MUMBAI – MUMBAI – The Reserve Bank of India Friday delivered its first interest rate cut in nearly five years and also raised hope of more to follow. However, the only positive the equity market saw in this was that this was the beginning of a deeper rate cut cycle that is needed to spur growth. Benchmark indices ended slightly lower, partly as the rate cut was already factored in by the market, but mainly because even with more rate cuts, growth will take a while to pick up. Indeed, the RBI cut its own Apr-Jun growth forecast to 6.7% from 6.9% and the forecast for Jul-Sept to 7.0% from 7.3%. It estimates GDP will grow at 6.7% in 2025-26 (Apr-Mar), slightly better than the 6.4% growth now expected in FY25, but significantly lower than the 8.2% growth in FY24.

"Pick up in growth will take time and that is why market is not reacting (to the rate cut) as of now," Dr. Joseph Thomas, head of research at Emkay Wealth Management, said. "Post this meeting, there is comfort on the interest rates, liquidity side...but earnings growth remains muted and should take two-three quarters to recover."

Analysts saw a silver lining in the cut in growth projections as well. A cut in GDP projections should be seen as a sign that the repo rate needs to come down to support growth, they said. "They (RBI) have cut rates despite food inflation not coming down...that shows a change in thinking and opens up the possibility of another rate cut in April," Asutosh Mishra, head of research at Ashika Stock Broking Ltd. said.

While analysts expect interest rates to come down further this year, they acknowledged the impact of rate cuts on growth will take a few quarters to fully materialise, and a few more rate cuts as well. Indeed, the consensus on the street is that the economy will need rate cuts totalling 75-100 bps for growth to pick up. "Something like 75-100 bps cuts (including the 25 bps cut Friday) will have a major impact on growth, and that seems possible as inflation is likely to come down and tariff talks might turn out to be just threats," Teresa John, economist at Nirmal Bang Institutional Equities, said.

While market players wait for more rate cuts, the underlying concern is that even these relatively modest growth projections assume that India will not face any major tariffs from the US. Even if India escapes tariff increases from the US, if US President Donald Trump continues to levy more tariffs on other countries, the resultant trade war could delay interest rate cuts in the US as well as in India, analysts said. The new RBI governor, Sanjay Malhotra, was probably bearing this in mind as he said, "continued uncertainties about global trade policies" pose a risk to growth and inflation in India.

Analysts don't expect the RBI's decision Friday to alter the equity market's direction, which is likely to be range-bound for one or two quarters at best, or even fall if growth or corporate earnings don't pick up soon. Equity market players expect foreign investors will continue to sell Indian equities as high bond yields in the US are more attractive, given the high valuations of Indian stocks and the sharp slowdown in earnings growth. Corporate earnings growth has now disappointed for three quarters in a row.

(Dataset items)

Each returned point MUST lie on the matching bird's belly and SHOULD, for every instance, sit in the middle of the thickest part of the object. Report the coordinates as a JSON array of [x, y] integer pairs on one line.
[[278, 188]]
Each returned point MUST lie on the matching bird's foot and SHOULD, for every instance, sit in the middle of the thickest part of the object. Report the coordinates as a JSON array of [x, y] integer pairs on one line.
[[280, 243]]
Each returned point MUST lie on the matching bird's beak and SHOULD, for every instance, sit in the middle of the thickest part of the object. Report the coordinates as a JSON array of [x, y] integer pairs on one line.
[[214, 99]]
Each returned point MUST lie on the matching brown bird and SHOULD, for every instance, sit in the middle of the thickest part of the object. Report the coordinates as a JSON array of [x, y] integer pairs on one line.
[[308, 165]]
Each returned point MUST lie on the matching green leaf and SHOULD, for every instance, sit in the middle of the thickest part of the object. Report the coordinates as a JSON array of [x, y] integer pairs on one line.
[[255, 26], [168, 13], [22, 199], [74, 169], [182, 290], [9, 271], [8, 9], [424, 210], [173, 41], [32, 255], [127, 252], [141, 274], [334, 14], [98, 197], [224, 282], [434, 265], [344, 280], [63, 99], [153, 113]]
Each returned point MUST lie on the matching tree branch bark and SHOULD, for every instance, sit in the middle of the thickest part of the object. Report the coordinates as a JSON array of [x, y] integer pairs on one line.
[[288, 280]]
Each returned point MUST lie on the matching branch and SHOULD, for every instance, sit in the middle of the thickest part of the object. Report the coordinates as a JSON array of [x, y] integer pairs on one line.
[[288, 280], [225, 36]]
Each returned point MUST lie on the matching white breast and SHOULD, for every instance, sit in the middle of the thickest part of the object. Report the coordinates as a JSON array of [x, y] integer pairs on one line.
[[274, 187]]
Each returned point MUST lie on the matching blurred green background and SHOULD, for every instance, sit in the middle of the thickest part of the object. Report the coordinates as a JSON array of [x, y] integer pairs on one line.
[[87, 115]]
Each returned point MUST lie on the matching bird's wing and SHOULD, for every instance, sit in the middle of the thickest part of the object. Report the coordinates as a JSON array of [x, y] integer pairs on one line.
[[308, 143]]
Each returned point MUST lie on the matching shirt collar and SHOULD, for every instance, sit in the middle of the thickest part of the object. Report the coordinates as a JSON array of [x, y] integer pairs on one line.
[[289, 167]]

**The request**
Extend the article on the RBI rate cut, picking up right after its final sentence. The listing has nothing to do with the article on the RBI rate cut.

**Answer for the task**
EARNINGS PROBLEM

According to an analysis by Informist, 37 Nifty 50 companies that have reported their December quarter earnings till Wednesday have reported a mere 2.5% on-year growth in their net profits. This widely missed the 10% growth in profit that an Informist poll had expected these companies to report, based on estimates from 22 brokerages. This earnings season, major large-cap companies have not managed to show a recovery in their earnings. This is largely due to weak consumption and lower-than-expected growth in capital expenditure by the government during the December quarter, analysts said.

The corporate earnings reported by companies beyond the top 50 do give some hope, though. The 150 companies out of the Nifty 200 that have reported their numbers so far have reported a 10.2% growth in net profit over the year-ago quarter, just beating the Informist poll estimate of 10%. These companies have also beaten the 4% revenue growth estimate of the poll comfortably by more than a full percentage point. While this is heartening for market watchers, the low single digit growth in revenue does mar the rise in profit.

Analysts see improvement in demand from rural areas. However, the slowdown in demand from urban areas is a concern. To address the weak urban demand, the government has raised tax-free income threshold to INR 1.2 million from INR 700,000 earlier. However, the benefits of this tax relief are also some time away, analysts said. "The impact of tax relief should come only from Q2 (Jul-Sept), but that impact will be limited. Something major needs to happen on the job creation side for things to change drastically," the head of research with a top domestic brokerage said, asking not to be identified.

A slowdown in earnings growth in the past few quarters has laid bare the high stock valuations. Major equity indices have corrected sharply with the Nifty 50 down over 10%, and the small-cap and mid-cap indices down 12-14% from their lifetime highs, touched in September last year. While this correction has made some large-cap stocks attractive, several mid-caps and small-caps are still trading at high valuations, analysts said.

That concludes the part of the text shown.